** Extracted text **
--

Hi, I'm Loch MacDonald.
I'm a professor of Neurosurgery at
the University of Toronto and I'm going to talk to you about Subarachnoid Hemorrhage.
Subarachnoid hemorrhage is characterized by
a very consistent clinical scenario of
sudden onset of the most severe headache of a person's life.
It's a pathological condition,
which you can see here on this CT scan on the left side,
which shows subarachnoid blood,
and in the picture of the base of the brain on the right from
a person who has subarachnoid hemorrhage and unfortunately hasn't survived.
So today we're talking about spontaneous subarachnoid hemorrhage.
Trauma, or anytime somebody is hit on the head can cause
subarachnoid bleeding just from the trauma and shaking of the brain,
and that's actually a common cause of subarachnoid hemorrhage,
but we're talking about the spontaneous cases where there's no trauma.
Causes of spontaneous subarachnoid hemorrhage,
if we take a circle and divide it into thirds,
you can see that two-thirds plus a half of the other third,
so about 85 percent of cases, are due to ruptured aneurysms,
which you can see on this CT angiogram,
the remaining 15 percent or so,
or half of a third are nonaneurysmal spontaneous subarachnoid hemorrhages.

--

** Study material **
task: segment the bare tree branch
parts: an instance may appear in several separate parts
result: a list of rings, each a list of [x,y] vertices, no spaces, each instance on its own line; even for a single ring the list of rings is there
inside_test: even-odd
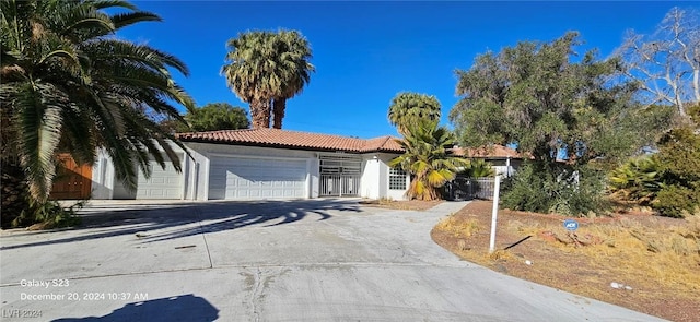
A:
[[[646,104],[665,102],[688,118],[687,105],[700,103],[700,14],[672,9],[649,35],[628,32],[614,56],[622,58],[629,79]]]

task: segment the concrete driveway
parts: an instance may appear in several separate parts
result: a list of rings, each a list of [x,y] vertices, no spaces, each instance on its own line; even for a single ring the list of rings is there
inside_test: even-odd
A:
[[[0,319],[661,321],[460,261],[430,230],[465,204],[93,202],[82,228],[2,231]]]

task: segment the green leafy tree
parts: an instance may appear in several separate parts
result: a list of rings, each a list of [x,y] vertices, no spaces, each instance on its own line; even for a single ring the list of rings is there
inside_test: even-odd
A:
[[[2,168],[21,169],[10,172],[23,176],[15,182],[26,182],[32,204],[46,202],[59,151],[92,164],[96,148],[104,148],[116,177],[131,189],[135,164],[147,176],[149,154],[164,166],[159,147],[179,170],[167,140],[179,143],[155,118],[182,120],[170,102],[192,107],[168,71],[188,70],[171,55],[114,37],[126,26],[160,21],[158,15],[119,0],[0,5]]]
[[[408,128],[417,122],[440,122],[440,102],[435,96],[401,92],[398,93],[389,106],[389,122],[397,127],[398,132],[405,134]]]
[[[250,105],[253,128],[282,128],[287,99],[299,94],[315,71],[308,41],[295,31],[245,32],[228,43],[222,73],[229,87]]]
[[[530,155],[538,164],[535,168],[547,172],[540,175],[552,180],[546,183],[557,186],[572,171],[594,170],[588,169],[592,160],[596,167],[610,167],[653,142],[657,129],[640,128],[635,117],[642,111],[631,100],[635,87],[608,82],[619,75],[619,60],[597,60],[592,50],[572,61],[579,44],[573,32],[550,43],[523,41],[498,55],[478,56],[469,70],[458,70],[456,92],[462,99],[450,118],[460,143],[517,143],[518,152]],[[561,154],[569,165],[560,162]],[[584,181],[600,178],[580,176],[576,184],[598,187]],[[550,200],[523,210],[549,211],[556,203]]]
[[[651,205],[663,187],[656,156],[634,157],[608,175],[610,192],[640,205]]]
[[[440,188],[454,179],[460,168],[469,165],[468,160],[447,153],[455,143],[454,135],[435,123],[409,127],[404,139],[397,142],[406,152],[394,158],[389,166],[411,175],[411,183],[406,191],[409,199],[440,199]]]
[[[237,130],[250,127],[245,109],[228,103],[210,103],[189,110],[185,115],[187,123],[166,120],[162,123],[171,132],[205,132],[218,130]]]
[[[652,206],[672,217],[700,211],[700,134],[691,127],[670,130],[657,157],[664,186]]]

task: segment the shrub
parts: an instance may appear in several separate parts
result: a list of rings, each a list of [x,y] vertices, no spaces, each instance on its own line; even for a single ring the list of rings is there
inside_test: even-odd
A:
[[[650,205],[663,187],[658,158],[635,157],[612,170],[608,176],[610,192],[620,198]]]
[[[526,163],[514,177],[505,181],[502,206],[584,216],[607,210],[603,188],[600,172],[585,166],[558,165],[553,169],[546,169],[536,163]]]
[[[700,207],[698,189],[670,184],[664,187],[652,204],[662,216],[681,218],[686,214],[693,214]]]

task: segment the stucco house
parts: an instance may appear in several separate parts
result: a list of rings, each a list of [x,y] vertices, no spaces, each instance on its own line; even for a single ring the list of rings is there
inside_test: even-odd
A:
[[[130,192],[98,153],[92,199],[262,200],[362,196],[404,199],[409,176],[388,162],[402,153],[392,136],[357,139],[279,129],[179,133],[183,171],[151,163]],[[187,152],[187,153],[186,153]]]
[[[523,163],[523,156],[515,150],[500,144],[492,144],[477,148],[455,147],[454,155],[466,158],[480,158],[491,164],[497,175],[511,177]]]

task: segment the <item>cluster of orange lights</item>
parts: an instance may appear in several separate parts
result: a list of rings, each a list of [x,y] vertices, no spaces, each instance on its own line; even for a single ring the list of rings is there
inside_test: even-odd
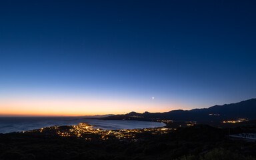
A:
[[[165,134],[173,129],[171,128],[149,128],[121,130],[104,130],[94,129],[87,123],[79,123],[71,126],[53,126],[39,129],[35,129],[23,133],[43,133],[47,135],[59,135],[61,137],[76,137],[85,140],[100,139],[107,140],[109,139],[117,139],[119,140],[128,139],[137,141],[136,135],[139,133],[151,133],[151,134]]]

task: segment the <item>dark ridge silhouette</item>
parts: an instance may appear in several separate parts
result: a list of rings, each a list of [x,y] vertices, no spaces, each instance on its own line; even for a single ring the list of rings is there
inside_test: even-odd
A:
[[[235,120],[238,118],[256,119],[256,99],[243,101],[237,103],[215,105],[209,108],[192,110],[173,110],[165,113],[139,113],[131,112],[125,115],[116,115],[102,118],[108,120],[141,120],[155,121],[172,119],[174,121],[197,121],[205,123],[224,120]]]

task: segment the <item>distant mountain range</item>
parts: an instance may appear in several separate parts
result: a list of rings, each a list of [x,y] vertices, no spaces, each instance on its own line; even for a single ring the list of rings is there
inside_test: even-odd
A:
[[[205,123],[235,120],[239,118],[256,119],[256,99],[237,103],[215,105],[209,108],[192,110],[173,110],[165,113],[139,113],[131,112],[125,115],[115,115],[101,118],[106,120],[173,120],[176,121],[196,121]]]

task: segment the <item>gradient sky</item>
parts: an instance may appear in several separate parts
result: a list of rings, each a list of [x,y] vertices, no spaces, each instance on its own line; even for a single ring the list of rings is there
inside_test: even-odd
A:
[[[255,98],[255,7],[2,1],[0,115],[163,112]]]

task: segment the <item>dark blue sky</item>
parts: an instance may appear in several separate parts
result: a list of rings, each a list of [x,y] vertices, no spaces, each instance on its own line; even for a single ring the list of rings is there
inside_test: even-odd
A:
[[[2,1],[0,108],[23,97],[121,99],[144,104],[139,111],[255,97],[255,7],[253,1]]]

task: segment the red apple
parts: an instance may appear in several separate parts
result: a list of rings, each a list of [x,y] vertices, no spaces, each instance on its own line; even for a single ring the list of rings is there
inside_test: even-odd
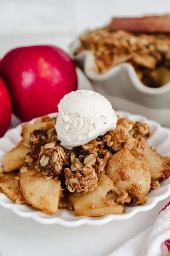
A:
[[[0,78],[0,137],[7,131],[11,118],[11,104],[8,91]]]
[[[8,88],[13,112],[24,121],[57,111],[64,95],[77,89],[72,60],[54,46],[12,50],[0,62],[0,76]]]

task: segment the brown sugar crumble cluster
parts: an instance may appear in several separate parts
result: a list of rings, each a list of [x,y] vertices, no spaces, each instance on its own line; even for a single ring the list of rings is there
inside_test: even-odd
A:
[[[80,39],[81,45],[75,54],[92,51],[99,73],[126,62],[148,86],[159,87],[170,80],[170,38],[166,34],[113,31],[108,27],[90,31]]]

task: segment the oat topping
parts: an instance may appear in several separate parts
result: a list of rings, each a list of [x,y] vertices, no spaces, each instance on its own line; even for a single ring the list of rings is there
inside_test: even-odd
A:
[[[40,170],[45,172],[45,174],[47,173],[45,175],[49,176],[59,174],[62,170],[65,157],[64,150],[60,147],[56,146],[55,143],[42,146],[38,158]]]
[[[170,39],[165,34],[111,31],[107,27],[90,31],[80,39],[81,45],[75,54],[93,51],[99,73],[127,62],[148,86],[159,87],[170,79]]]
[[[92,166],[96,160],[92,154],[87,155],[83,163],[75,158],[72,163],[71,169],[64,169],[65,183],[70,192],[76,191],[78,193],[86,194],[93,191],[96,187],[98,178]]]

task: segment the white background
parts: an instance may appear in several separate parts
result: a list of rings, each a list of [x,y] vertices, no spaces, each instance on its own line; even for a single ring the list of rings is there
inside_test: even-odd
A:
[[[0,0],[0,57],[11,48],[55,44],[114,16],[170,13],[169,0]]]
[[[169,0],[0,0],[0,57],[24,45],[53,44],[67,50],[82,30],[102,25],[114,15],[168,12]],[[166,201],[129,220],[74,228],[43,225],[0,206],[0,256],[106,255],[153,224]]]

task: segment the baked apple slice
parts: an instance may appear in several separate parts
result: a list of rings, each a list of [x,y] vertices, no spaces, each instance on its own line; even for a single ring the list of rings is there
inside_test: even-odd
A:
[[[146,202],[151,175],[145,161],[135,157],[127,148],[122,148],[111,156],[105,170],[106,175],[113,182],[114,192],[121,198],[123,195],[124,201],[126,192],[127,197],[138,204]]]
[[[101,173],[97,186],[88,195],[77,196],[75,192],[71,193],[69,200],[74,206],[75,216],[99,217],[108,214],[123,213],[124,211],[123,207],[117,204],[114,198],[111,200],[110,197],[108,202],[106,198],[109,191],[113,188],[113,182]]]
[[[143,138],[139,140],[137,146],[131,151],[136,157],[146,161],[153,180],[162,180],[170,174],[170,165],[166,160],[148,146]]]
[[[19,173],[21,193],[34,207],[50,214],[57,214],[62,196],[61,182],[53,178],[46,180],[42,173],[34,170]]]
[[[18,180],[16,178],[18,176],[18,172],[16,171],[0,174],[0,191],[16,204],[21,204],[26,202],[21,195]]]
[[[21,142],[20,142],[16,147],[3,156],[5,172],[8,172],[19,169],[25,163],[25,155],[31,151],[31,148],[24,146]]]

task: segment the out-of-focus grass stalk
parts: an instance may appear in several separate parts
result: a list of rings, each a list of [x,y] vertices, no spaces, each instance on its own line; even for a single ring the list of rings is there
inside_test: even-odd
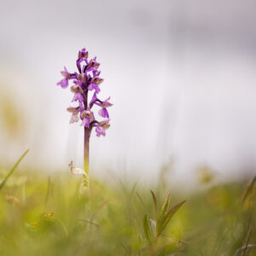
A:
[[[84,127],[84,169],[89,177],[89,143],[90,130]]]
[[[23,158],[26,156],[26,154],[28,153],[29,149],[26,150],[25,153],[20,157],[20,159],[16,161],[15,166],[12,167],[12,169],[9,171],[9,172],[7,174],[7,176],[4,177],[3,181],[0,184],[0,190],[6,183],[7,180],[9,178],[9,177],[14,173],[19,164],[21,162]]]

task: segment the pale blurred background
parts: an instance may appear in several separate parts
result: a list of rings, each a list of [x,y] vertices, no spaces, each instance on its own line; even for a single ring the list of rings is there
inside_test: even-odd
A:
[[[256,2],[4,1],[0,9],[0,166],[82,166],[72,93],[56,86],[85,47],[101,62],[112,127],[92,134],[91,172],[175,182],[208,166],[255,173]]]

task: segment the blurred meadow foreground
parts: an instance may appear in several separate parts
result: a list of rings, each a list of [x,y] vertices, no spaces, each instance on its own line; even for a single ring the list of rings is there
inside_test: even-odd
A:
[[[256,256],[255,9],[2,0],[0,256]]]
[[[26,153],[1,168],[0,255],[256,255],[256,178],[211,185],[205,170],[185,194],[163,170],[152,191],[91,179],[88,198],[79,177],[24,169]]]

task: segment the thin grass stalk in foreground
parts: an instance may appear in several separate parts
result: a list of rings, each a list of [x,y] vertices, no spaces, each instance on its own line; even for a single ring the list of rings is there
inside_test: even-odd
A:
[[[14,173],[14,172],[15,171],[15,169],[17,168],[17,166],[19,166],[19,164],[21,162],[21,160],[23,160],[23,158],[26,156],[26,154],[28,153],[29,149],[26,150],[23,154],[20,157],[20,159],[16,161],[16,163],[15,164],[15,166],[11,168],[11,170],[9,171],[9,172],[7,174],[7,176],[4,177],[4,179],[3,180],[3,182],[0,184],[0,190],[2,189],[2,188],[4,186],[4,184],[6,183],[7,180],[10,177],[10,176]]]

--

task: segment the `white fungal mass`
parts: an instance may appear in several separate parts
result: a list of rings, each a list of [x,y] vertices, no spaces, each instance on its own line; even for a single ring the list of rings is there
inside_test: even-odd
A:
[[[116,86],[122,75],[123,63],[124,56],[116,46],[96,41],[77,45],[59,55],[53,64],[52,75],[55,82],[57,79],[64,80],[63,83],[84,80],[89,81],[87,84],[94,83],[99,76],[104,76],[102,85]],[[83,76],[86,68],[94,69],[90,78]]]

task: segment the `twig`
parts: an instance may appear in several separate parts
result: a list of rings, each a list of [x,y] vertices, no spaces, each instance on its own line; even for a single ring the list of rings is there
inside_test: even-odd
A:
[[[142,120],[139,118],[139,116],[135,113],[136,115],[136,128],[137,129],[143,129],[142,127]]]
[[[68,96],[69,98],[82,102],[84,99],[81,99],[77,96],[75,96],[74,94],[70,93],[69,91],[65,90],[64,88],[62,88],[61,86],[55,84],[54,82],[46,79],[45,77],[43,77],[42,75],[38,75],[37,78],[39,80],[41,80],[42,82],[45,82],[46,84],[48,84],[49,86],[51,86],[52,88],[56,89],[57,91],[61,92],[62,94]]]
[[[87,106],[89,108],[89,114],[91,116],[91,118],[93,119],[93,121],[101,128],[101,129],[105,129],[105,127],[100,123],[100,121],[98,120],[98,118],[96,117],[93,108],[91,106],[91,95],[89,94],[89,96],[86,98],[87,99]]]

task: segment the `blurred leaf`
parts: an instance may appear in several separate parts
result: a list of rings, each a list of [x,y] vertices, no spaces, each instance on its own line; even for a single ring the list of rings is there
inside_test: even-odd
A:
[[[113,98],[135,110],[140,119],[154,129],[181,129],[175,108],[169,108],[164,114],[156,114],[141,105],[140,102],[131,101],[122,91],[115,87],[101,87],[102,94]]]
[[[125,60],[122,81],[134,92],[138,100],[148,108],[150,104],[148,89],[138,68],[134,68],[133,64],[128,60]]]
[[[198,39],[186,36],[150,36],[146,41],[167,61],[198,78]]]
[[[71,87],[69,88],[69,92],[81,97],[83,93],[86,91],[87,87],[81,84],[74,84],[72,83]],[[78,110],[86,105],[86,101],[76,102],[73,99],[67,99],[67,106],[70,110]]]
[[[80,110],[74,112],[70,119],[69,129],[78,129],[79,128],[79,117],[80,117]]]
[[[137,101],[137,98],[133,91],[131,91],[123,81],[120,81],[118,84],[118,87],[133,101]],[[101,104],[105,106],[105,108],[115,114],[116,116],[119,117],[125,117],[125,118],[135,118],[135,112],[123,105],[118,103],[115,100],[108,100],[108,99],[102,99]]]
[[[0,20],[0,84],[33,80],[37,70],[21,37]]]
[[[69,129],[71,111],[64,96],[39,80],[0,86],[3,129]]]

--

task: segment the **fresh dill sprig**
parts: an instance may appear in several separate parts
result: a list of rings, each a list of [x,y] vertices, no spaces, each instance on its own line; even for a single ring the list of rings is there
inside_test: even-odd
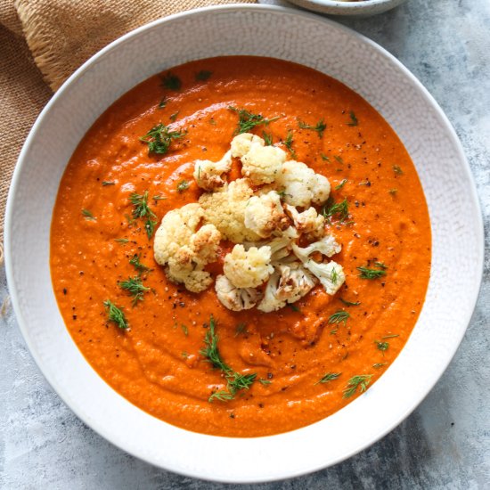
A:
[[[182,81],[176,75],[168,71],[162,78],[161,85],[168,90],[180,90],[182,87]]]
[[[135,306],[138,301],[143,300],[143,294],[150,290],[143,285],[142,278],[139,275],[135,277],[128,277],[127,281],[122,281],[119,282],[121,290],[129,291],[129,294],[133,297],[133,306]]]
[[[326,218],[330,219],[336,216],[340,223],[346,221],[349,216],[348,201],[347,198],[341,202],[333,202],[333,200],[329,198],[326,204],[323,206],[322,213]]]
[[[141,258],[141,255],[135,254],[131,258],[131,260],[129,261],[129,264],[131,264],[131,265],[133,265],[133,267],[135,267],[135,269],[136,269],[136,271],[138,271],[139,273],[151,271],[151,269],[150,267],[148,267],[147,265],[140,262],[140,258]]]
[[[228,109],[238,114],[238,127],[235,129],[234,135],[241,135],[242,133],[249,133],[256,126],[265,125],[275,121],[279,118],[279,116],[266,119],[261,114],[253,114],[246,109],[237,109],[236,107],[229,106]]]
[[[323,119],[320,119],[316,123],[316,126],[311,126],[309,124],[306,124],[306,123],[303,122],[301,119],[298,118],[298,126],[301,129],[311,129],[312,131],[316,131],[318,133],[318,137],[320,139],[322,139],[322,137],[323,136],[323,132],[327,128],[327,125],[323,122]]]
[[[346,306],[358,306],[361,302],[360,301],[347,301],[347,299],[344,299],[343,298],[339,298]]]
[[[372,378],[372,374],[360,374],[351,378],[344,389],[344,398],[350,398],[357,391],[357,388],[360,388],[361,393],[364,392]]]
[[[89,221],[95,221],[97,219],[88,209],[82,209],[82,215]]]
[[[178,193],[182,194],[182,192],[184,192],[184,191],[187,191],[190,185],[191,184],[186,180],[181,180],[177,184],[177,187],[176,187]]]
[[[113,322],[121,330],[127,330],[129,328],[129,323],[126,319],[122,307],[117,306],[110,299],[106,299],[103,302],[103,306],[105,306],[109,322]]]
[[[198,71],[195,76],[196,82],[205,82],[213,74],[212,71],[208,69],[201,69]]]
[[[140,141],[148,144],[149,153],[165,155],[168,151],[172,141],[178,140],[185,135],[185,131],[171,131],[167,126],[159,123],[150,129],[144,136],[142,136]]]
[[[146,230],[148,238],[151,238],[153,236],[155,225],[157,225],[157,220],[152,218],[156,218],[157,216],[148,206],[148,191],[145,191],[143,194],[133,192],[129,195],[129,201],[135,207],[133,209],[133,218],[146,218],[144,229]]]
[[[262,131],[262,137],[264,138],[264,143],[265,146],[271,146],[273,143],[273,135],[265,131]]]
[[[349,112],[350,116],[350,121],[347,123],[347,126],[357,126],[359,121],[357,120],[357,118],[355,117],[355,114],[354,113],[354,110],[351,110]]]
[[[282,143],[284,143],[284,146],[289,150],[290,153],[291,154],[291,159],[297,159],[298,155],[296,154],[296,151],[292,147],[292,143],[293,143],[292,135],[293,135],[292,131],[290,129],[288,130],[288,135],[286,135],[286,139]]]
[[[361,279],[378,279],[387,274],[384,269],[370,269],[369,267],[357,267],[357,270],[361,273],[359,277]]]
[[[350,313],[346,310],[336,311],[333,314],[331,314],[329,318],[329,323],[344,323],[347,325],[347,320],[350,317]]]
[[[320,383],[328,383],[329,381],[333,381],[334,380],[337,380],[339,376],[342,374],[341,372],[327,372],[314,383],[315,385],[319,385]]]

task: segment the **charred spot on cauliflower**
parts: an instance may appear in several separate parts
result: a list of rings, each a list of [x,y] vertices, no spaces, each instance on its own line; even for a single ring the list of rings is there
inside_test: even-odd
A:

--

** Directions **
1 – In the subarachnoid hemorrhage lecture, what share of spontaneous cases does the speaker attribute to ruptured aneurysms?
2 – Translate this sentence from the subarachnoid hemorrhage lecture into Spanish: "So today we're talking about spontaneous subarachnoid hemorrhage."
3 – Extend the lecture on subarachnoid hemorrhage, picking up after its final sentence.

** Responses by item number **
1 – About 85 percent.

2 – Así que hoy hablamos de la hemorragia subaracnoidea espontánea.

3 –
Subarachnoid hemorrhage is a pathological condition,
it's bleeding in the subarachnoid space,
it's not a disease entity,
but a pathological condition due to multiple different causes.
As I said, for the spontaneous cases,
about 85 percent are aneurysmal,
of the remaining 15 percent,
about two-thirds of those are a specific condition called
nonaneurysmal perimesencephalic subarachnoid hemorrhage,
which used to be called benign perimesencephalic hemorrhage,
but the former term is preferable now.
The remaining five percent or so are due
to other causes like brain vascular malformations,
venous thrombosis, pituitary apoplexy, and coagulation disorders.